_Work task 1_
List each piece of advice the writer gives in the paragraph of the grief text that begins "And speaking of crying."
_Work task 2_
Please extend the grief text below, picking up right after its last sentence.

_Text section_
Sorry for your loss. My dad also had PD and died last year. Like you, I wasn’t able to be present when my dad died.
Everybody’s different, bit I think I was helped by participating in many of the conventional grief-related rituals. My siblings and I wrote up memorable obituaries for each of my parents, and I wrote a more personal (to me) version to share with some close friends. When my mom died several years ago, we had a memorial service and luncheon, and as a family we scattered some of her ashes in a wilderness location. When my dad died, we had a private military commitment ceremony and then a memorial luncheon with friends, and scattered some of his ashes in that same wilderness location. Before any of these things came into my life they all seemed like just unpleasant social obligations, but looking back, I really do think they were important for my own healing. In retrospect, I think “unpleasant” isn’t really a good word to describe these things. Crying your eyes out while you’re trying to write an obituary may be emotionally painful, but it’s also deeply meaningful.
And speaking of crying, give yourself permission to do that. If you don’t feel comfortable being in such an uncomposed state around other people, then find some private space where you can let all that sadness pour out without any inhibition. Consider taking some time off of work if you can, and let your coworkers know why. I went back to work too soon after my mom died, and had never told my coworkers why I was gone at all in the first place; when I came back, I ended up falling to pieces when a coworker asked me how my weekend went.

_Information provided_

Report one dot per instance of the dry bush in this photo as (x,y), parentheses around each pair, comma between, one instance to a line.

_Reply 1_
- Give yourself permission to cry.
- If crying around other people feels uncomfortable, find a private space to let the sadness out.
- Consider taking some time off work if you can.
- Let your coworkers know why you are away.

_Reply 2_
I gather you were close to your dad. Since he was the first of your parents to die, this is a new experience, and your uncertainty about how to move forward is understandable. In the months before my mom died, I was kind of “pre-grieving” because I knew she would die soon, but I was also scared of what the aftermath would be like. It was bad of course, terrible grief, but people do heal and get on with their lives, and so did I; it just takes time.
My siblings and I were helped by a family friend who wrote to us after my mom died. He had lost his wife to cancer a decade prior, and said that for some time after she died, thoughts of her made him sad. But over time, he eventually got to a place where thoughts of her made him happy instead. It may be helpful for you to keep that in mind. Other people have lost their parents before you - including your own parents! - and you can see that even though they may have experienced tremendous grief at the time, they were able to eventually get back to a sense of peace and calm.
Having said all that, I find that a sense of loss still comes to the surface now and then. Example, Christmas crackers are an English tradition from way back, and my mom (born in England) kept it up with all of us until she died. At Christmas a year ago, my wife and I were unwrapping a box of crackers, and thoughts of my mom suddenly sent me down a rabbit hole of tearful grief, even though it had been many years since she died.
Some people have a harder time getting back to normal. Talking with friends can help (and strangers too - hopefully this thread is useful for you), but if you find yourself really struggling, you might consider seeing a professional therapist. With their training, they can be better than friends and family at helping you untangle complicated/painful feelings and work through it all in a productive way.